### Exercise aim
Every record should be repeated exactly, except that pictures are left out.

Dataset rows:
▬▬▬▬▬▬

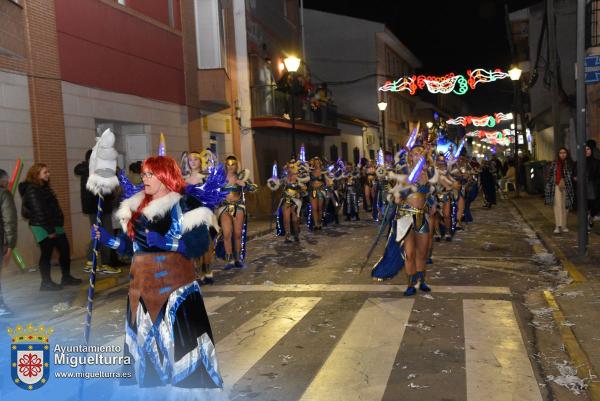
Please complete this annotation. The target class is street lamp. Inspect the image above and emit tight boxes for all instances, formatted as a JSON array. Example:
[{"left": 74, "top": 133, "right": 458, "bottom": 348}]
[
  {"left": 508, "top": 66, "right": 523, "bottom": 197},
  {"left": 377, "top": 100, "right": 387, "bottom": 152},
  {"left": 283, "top": 56, "right": 301, "bottom": 160}
]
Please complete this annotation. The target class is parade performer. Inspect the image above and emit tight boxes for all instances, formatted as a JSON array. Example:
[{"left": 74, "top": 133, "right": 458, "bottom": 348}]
[
  {"left": 91, "top": 156, "right": 225, "bottom": 390},
  {"left": 182, "top": 149, "right": 216, "bottom": 284},
  {"left": 371, "top": 145, "right": 437, "bottom": 296},
  {"left": 323, "top": 159, "right": 346, "bottom": 224},
  {"left": 450, "top": 155, "right": 473, "bottom": 230},
  {"left": 267, "top": 160, "right": 306, "bottom": 243},
  {"left": 216, "top": 156, "right": 257, "bottom": 270},
  {"left": 433, "top": 154, "right": 458, "bottom": 241},
  {"left": 373, "top": 149, "right": 392, "bottom": 221},
  {"left": 308, "top": 156, "right": 330, "bottom": 230},
  {"left": 343, "top": 162, "right": 360, "bottom": 221}
]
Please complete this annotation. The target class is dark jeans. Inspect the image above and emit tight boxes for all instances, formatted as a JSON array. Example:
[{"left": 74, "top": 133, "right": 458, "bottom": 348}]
[{"left": 39, "top": 234, "right": 71, "bottom": 282}]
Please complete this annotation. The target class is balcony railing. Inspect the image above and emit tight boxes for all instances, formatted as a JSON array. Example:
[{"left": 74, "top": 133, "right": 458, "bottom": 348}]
[{"left": 251, "top": 85, "right": 337, "bottom": 128}]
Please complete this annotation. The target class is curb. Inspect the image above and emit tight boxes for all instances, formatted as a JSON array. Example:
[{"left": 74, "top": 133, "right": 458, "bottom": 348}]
[
  {"left": 510, "top": 199, "right": 587, "bottom": 283},
  {"left": 544, "top": 290, "right": 600, "bottom": 401}
]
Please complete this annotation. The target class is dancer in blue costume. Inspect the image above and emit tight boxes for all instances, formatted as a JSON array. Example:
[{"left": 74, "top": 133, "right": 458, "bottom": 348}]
[
  {"left": 373, "top": 150, "right": 392, "bottom": 221},
  {"left": 433, "top": 154, "right": 460, "bottom": 242},
  {"left": 371, "top": 145, "right": 437, "bottom": 296},
  {"left": 216, "top": 156, "right": 257, "bottom": 270},
  {"left": 450, "top": 150, "right": 473, "bottom": 230},
  {"left": 342, "top": 162, "right": 360, "bottom": 221},
  {"left": 360, "top": 159, "right": 377, "bottom": 212},
  {"left": 186, "top": 149, "right": 217, "bottom": 284},
  {"left": 91, "top": 156, "right": 224, "bottom": 390},
  {"left": 267, "top": 160, "right": 306, "bottom": 243}
]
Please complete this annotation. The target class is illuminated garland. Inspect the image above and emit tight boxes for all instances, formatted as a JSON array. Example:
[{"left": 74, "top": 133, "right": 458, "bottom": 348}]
[
  {"left": 446, "top": 113, "right": 513, "bottom": 128},
  {"left": 466, "top": 129, "right": 515, "bottom": 146},
  {"left": 379, "top": 68, "right": 508, "bottom": 95}
]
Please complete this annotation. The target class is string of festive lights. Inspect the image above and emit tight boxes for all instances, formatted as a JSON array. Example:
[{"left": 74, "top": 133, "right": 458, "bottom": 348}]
[
  {"left": 446, "top": 113, "right": 513, "bottom": 128},
  {"left": 465, "top": 128, "right": 515, "bottom": 138},
  {"left": 467, "top": 68, "right": 508, "bottom": 89},
  {"left": 379, "top": 68, "right": 508, "bottom": 95}
]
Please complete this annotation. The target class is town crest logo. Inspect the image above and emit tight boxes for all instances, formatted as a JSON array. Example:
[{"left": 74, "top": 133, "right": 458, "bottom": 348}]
[{"left": 7, "top": 323, "right": 54, "bottom": 390}]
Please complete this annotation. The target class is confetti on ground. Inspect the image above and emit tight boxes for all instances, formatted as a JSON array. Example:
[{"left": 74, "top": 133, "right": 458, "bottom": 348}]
[
  {"left": 546, "top": 361, "right": 587, "bottom": 395},
  {"left": 52, "top": 302, "right": 69, "bottom": 313}
]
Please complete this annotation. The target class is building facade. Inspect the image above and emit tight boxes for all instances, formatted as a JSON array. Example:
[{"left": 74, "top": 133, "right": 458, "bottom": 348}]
[
  {"left": 305, "top": 10, "right": 421, "bottom": 161},
  {"left": 0, "top": 0, "right": 247, "bottom": 265}
]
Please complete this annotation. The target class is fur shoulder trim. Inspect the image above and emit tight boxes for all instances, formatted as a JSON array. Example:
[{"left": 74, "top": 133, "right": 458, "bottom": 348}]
[
  {"left": 116, "top": 191, "right": 181, "bottom": 231},
  {"left": 429, "top": 168, "right": 440, "bottom": 184},
  {"left": 182, "top": 207, "right": 219, "bottom": 233},
  {"left": 142, "top": 192, "right": 181, "bottom": 220}
]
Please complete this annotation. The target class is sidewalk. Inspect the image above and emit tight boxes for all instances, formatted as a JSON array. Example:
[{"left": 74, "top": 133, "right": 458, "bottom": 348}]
[
  {"left": 512, "top": 194, "right": 600, "bottom": 400},
  {"left": 0, "top": 218, "right": 275, "bottom": 323}
]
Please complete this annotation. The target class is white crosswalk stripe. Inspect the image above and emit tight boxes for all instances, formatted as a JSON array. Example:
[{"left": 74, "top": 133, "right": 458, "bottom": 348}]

▬▬▬▬▬▬

### Correct answer
Please complete this annotation. The target class is street lamp. Inspect the image above and emit tight boxes for all instances, formatted as a JSON array. Example:
[{"left": 74, "top": 133, "right": 458, "bottom": 348}]
[
  {"left": 508, "top": 66, "right": 523, "bottom": 197},
  {"left": 377, "top": 100, "right": 387, "bottom": 152},
  {"left": 283, "top": 56, "right": 301, "bottom": 160}
]
Please complete this annotation. The target class is parade performer. Inspect the image above and emit tight boxes for all instances, formatted as a JSON array. Example:
[{"left": 74, "top": 133, "right": 458, "bottom": 348}]
[
  {"left": 91, "top": 156, "right": 225, "bottom": 390},
  {"left": 182, "top": 149, "right": 216, "bottom": 284},
  {"left": 371, "top": 145, "right": 437, "bottom": 296},
  {"left": 323, "top": 159, "right": 346, "bottom": 224},
  {"left": 450, "top": 155, "right": 473, "bottom": 230},
  {"left": 267, "top": 160, "right": 306, "bottom": 243},
  {"left": 216, "top": 156, "right": 257, "bottom": 270},
  {"left": 433, "top": 154, "right": 458, "bottom": 241},
  {"left": 373, "top": 149, "right": 392, "bottom": 221},
  {"left": 308, "top": 156, "right": 330, "bottom": 230},
  {"left": 343, "top": 162, "right": 360, "bottom": 221}
]
Please complete this annotation. The target class is dark jeans. Inspect the image above and emit tight boxes for all instances, formatted as a JSON array. Example:
[{"left": 74, "top": 133, "right": 458, "bottom": 348}]
[{"left": 39, "top": 234, "right": 71, "bottom": 282}]
Please complete this annotation. The target class is balcony railing. Inspect the image above and emit tight boxes for all instances, formatted as a JSON array. Example:
[{"left": 74, "top": 133, "right": 458, "bottom": 348}]
[{"left": 251, "top": 85, "right": 337, "bottom": 128}]
Please complete this annotation. The target class is curb. Inspect the image above and emit tight boxes for all instances, formatted as a JSON array. Example:
[{"left": 74, "top": 133, "right": 458, "bottom": 348}]
[
  {"left": 510, "top": 199, "right": 587, "bottom": 283},
  {"left": 544, "top": 290, "right": 600, "bottom": 401}
]
Please complete this annotation. The target class is dancer in blue costume. Inspect the image above and emit tight boxes for all instances, formatted as a JSON array. Example:
[{"left": 74, "top": 133, "right": 458, "bottom": 348}]
[
  {"left": 373, "top": 150, "right": 392, "bottom": 221},
  {"left": 433, "top": 154, "right": 460, "bottom": 242},
  {"left": 371, "top": 145, "right": 437, "bottom": 296},
  {"left": 216, "top": 156, "right": 257, "bottom": 270},
  {"left": 450, "top": 150, "right": 473, "bottom": 230},
  {"left": 342, "top": 162, "right": 360, "bottom": 221},
  {"left": 360, "top": 159, "right": 377, "bottom": 212},
  {"left": 186, "top": 149, "right": 217, "bottom": 284},
  {"left": 91, "top": 156, "right": 224, "bottom": 390},
  {"left": 267, "top": 160, "right": 306, "bottom": 243}
]
Please complete this annotation. The target class is illuminated garland. Inspect the image above and emit tight boxes for all instances, formatted as a JSON array. Example:
[{"left": 74, "top": 133, "right": 458, "bottom": 348}]
[
  {"left": 446, "top": 113, "right": 513, "bottom": 128},
  {"left": 466, "top": 129, "right": 515, "bottom": 146},
  {"left": 379, "top": 68, "right": 508, "bottom": 95}
]
Please complete this annotation. The target class is string of festive lights. Inspect the image above and emit tight boxes for all instances, formatted as a JSON array. Example:
[{"left": 74, "top": 133, "right": 458, "bottom": 348}]
[
  {"left": 446, "top": 113, "right": 513, "bottom": 128},
  {"left": 465, "top": 128, "right": 515, "bottom": 138},
  {"left": 467, "top": 68, "right": 508, "bottom": 89},
  {"left": 379, "top": 68, "right": 508, "bottom": 95}
]
Please complete this annotation. The target class is town crest logo. Inspect the image above and emit tight boxes for all instances, formatted as a JSON array. Example:
[{"left": 74, "top": 133, "right": 458, "bottom": 348}]
[{"left": 7, "top": 323, "right": 54, "bottom": 390}]
Please complete this annotation. The target class is confetti on ground. Inspect the image above and emit tight boxes for all instances, formatted as a JSON array. Example:
[{"left": 74, "top": 133, "right": 458, "bottom": 348}]
[
  {"left": 546, "top": 361, "right": 587, "bottom": 395},
  {"left": 52, "top": 302, "right": 69, "bottom": 313}
]
Please complete this annotation. The target class is building facade. Inspect the image above and emit tight boxes for all instances, formatted as a JSON array. Example:
[{"left": 74, "top": 133, "right": 458, "bottom": 348}]
[
  {"left": 305, "top": 10, "right": 421, "bottom": 161},
  {"left": 0, "top": 0, "right": 247, "bottom": 265}
]
Please complete this annotation. The target class is fur shoulder trim. Inspect the image above and emit tight boxes for all instances, formatted as a JSON array. Example:
[{"left": 74, "top": 133, "right": 458, "bottom": 348}]
[
  {"left": 116, "top": 191, "right": 181, "bottom": 231},
  {"left": 429, "top": 168, "right": 440, "bottom": 184},
  {"left": 182, "top": 207, "right": 219, "bottom": 233},
  {"left": 142, "top": 192, "right": 181, "bottom": 220}
]
Please complete this annotation. The target class is sidewalk. Inspect the image above and emit tight boxes for all instances, formatted as a JSON array. Example:
[{"left": 74, "top": 133, "right": 458, "bottom": 348}]
[
  {"left": 512, "top": 194, "right": 600, "bottom": 400},
  {"left": 0, "top": 218, "right": 275, "bottom": 323}
]
Please complete this annotation. The target class is white crosswalk stripe. Inspect the image above and emit tight boxes for all instances, formatted as a JSON array. Example:
[{"left": 74, "top": 133, "right": 458, "bottom": 348}]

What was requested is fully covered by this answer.